# [Stated goal 1]
In the article below about the park bench donated to Westminster, what material is the bench made of?
# [Stated goal 2]
Please name every person the park bench article identifies by name, with the title or role it gives each.
# [Stated goal 3]
Continue the park bench article with a few more paragraphs in the same style, starting after its final sentence.

# [Source text]
At ease on the park bench Logo to be hidden on donated seat

It might have been all right if the slogan on the bench had been a little more subtle. Perhaps something like, "Mayor W. Benjamin Brown and the supermarket shoppers of Westminster."

Or, "Westminster: The City That Eats."


But subtle it wasn't. The back panel of the park bench that a local supermarket offered to donate to the city clearly said, "Martin's Food."

That created a quandary. The parks board didn't want to seem ungrateful for a free bench valued at $300 and a $200 check for trees. And the bench is an example of recycling. It is made of wood mixed with plastic grocery bags.


But a corporate name on city equipment seemed, well, just a bit too commercial.

It could start a trend, reasoned Council President Kenneth A. Yowan, who was council liaison to the parks board at the time the board considered Martin's offer. Today a Martin's bench, tomorrow a Super Fresh bench, next week a Giant bench.

But the board members still wanted the bench and the check. So, a compromise proposal emerged: How about switching the back panel and the seat, turning "Martin's Food" upside down so it would be visible only to ants glancing up as they ran through the grass or to children who crawled under the bench?

The change would be made only after Mayor Brown and Martin's manager Joseph W. Reed posed for a photo behind the bench.

"We left it [the Martin's identification] on for a while, so once it hit the paper people could see [the bench]," said Carol Donovan, city recreation director. "After there's some publicity about it, we'll turn [the name] over."

That's OK with Mr. Reed.

"We don't have a problem with that. We didn't donate them as an advertisement," he said. He said the benches bore Martin's name because the company ordered some for its stores.

# [Recorded information]
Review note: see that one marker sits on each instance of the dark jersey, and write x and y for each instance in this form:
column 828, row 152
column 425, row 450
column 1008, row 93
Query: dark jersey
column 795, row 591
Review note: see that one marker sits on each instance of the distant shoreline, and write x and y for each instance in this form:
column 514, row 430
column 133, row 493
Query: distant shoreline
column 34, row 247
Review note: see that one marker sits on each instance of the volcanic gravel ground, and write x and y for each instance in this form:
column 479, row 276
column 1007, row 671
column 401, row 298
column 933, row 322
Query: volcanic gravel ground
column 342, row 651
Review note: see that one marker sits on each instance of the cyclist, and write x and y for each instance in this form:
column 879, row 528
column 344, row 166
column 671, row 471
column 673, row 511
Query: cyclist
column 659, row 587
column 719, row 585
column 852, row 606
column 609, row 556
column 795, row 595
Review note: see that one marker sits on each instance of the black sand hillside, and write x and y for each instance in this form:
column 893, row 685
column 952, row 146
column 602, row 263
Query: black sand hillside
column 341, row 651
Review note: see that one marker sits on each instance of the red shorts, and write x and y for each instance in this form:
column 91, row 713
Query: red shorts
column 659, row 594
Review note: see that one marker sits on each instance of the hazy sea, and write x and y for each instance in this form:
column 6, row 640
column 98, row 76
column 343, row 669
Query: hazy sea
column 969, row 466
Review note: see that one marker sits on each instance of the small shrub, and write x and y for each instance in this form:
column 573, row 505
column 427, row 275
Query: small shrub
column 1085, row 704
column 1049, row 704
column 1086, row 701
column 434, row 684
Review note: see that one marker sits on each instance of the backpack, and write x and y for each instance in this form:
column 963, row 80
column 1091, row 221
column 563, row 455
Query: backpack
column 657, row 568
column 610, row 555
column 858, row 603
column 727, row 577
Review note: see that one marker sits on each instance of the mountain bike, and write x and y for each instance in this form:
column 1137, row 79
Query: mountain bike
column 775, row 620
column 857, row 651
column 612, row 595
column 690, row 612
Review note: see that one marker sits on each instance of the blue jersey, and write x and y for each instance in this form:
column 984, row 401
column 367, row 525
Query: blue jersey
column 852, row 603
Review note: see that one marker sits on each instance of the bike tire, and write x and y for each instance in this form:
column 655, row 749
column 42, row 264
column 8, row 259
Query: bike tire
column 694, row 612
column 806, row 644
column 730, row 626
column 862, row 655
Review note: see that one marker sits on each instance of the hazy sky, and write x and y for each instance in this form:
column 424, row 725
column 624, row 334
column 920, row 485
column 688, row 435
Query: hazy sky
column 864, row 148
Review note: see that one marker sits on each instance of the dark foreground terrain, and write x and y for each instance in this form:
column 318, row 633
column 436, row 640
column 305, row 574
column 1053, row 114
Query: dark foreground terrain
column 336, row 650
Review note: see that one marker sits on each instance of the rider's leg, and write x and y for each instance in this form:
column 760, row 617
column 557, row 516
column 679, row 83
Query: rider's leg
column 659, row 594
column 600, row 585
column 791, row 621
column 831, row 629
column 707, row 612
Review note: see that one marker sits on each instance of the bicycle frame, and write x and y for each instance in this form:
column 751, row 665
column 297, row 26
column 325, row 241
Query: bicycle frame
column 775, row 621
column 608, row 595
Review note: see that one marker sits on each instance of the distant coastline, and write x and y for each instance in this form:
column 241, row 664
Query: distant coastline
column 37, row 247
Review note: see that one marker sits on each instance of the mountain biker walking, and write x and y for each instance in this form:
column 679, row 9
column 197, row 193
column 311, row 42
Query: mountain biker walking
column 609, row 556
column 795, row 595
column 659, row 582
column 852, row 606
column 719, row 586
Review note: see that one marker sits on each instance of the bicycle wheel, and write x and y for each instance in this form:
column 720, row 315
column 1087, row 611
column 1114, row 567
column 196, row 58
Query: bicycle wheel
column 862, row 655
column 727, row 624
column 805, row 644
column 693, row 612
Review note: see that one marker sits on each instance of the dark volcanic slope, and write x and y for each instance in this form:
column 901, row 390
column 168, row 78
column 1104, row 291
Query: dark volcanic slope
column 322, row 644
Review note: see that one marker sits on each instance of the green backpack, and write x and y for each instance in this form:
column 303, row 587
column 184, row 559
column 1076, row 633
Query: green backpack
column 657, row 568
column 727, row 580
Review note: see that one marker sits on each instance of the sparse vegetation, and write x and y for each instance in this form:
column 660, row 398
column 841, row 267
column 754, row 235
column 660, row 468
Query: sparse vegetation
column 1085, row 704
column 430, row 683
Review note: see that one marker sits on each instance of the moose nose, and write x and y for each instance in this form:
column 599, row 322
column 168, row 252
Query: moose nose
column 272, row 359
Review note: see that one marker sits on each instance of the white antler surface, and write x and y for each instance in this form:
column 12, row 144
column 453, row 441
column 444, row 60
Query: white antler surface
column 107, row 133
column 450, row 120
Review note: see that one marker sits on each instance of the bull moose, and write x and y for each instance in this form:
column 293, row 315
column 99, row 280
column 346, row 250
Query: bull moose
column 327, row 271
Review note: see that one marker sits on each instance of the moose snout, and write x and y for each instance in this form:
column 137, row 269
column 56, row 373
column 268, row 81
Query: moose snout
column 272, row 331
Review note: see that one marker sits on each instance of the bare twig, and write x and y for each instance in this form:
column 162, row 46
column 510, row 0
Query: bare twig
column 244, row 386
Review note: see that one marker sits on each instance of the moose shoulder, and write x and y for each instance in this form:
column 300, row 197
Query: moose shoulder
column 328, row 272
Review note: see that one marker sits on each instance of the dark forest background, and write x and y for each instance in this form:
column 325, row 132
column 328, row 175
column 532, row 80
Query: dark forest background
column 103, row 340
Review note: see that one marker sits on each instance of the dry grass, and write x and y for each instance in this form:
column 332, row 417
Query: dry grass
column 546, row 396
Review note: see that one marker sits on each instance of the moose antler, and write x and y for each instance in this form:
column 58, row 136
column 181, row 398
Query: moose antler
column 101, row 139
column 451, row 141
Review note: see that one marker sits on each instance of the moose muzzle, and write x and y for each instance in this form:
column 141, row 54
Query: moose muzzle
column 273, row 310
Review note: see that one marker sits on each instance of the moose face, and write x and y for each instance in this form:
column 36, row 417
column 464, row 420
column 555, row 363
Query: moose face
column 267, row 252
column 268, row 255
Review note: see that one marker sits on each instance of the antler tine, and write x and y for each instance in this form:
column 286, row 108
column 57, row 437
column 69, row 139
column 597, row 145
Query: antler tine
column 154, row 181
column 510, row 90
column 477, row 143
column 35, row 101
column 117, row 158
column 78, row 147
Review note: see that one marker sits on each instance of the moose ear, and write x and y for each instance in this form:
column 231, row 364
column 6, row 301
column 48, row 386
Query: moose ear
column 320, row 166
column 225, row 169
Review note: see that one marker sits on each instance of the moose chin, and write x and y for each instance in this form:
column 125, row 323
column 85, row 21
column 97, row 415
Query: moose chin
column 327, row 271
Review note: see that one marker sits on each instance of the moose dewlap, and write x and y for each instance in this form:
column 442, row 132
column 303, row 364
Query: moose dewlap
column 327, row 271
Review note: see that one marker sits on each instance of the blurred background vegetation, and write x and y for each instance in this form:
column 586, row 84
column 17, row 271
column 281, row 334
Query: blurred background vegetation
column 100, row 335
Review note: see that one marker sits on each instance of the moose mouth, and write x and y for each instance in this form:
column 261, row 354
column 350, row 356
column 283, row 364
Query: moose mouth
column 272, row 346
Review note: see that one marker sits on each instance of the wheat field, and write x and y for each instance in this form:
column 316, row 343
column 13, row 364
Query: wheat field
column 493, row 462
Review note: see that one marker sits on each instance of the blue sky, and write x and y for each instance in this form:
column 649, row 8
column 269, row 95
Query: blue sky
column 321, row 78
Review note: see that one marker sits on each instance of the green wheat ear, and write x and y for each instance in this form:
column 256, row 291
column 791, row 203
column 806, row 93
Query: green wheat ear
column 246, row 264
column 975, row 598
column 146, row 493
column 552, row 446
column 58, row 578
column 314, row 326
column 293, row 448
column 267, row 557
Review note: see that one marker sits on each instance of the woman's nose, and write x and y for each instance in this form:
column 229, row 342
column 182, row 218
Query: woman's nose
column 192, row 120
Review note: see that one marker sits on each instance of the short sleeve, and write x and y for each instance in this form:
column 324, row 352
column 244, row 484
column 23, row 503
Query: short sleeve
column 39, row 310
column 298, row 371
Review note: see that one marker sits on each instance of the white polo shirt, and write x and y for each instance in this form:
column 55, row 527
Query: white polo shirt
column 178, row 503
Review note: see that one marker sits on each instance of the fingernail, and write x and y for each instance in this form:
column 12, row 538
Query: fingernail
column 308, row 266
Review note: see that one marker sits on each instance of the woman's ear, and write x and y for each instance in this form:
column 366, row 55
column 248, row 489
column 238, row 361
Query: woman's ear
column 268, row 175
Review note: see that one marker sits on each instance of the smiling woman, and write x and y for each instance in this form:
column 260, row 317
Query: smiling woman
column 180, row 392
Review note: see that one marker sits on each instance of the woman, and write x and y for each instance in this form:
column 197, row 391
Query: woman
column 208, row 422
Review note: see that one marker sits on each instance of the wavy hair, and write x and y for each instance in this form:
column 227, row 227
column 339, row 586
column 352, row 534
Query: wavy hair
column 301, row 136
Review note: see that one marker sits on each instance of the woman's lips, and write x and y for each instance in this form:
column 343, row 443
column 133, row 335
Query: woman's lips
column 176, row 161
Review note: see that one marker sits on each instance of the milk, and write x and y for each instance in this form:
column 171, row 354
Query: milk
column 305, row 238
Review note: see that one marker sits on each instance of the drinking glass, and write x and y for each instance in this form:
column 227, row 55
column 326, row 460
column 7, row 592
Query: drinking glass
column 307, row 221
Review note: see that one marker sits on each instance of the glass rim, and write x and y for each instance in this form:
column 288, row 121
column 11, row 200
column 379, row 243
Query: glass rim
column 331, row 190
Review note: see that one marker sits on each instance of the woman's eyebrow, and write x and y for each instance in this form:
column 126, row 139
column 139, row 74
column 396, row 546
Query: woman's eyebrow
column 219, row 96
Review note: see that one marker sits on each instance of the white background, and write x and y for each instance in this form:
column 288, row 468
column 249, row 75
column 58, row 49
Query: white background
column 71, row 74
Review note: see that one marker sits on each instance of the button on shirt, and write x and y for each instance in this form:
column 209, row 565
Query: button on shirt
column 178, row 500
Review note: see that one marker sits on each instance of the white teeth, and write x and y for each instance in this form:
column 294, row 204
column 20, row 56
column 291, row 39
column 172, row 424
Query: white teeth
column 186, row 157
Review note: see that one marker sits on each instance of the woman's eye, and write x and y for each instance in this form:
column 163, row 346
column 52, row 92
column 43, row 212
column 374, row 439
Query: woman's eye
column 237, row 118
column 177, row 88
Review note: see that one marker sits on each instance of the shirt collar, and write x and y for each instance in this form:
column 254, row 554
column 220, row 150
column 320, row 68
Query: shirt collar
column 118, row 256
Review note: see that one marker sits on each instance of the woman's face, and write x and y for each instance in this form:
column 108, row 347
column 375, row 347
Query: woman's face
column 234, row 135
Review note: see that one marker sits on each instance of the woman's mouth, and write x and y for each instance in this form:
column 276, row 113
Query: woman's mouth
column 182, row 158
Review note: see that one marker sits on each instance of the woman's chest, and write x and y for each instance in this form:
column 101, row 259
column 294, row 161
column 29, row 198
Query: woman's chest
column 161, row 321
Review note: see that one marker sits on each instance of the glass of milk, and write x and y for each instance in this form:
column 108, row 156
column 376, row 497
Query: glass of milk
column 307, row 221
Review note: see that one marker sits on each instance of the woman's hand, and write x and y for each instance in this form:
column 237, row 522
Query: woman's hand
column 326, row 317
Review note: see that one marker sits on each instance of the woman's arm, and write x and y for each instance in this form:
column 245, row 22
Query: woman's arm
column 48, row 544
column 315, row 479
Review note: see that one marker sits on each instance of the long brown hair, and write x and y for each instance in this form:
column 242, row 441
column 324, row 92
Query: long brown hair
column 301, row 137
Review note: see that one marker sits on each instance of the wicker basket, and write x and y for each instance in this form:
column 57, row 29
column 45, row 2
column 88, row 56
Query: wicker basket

# [Response 1]
Wood mixed with plastic grocery bags.

# [Response 2]
- Mayor W. Benjamin Brown
- Council President Kenneth A. Yowan, council liaison to the parks board at the time
- Joseph W. Reed, Martin's manager
- Carol Donovan, city recreation director

# [Response 3]
The Pennsylvania-based Giant Food Stores Inc., which trades as Martin's in the Baltimore-Washington area, sponsors an environmental awareness project each year, said spokesman Richard Pasewark. He said the corporation donated benches made of recycled plastic bags this year in each of the 57 communities where it operates a market.


The chain's customers have returned 275 tons of plastic bags since 1990, he said. Giant sends them to Mobil Chemical Corp. in Tampa, Fla., to be made into wood polymer.

Mobil officials did not return telephone calls from The Sun. But the president of a Maryland company that makes lumber entirely out of plastic explained how he does it.

John Vazzana, president of Hitchler Industries in Denton, said post-consumer plastic is cut into small pieces, sent into an extruder that mixes and melts the pieces, then poured into a die to shape it. The goo goes through cooling and sizing tanks and emerges as boards.

Mr. Vazzana said he sells the plastic lumber for outdoor furniture and playground equipment.

In Westminster, the new bench rests on the lawn of the Longwell Municipal Center. It may stay there permanently, or it may be moved to the Mather Garden behind City Hall, Mrs. Donovan said.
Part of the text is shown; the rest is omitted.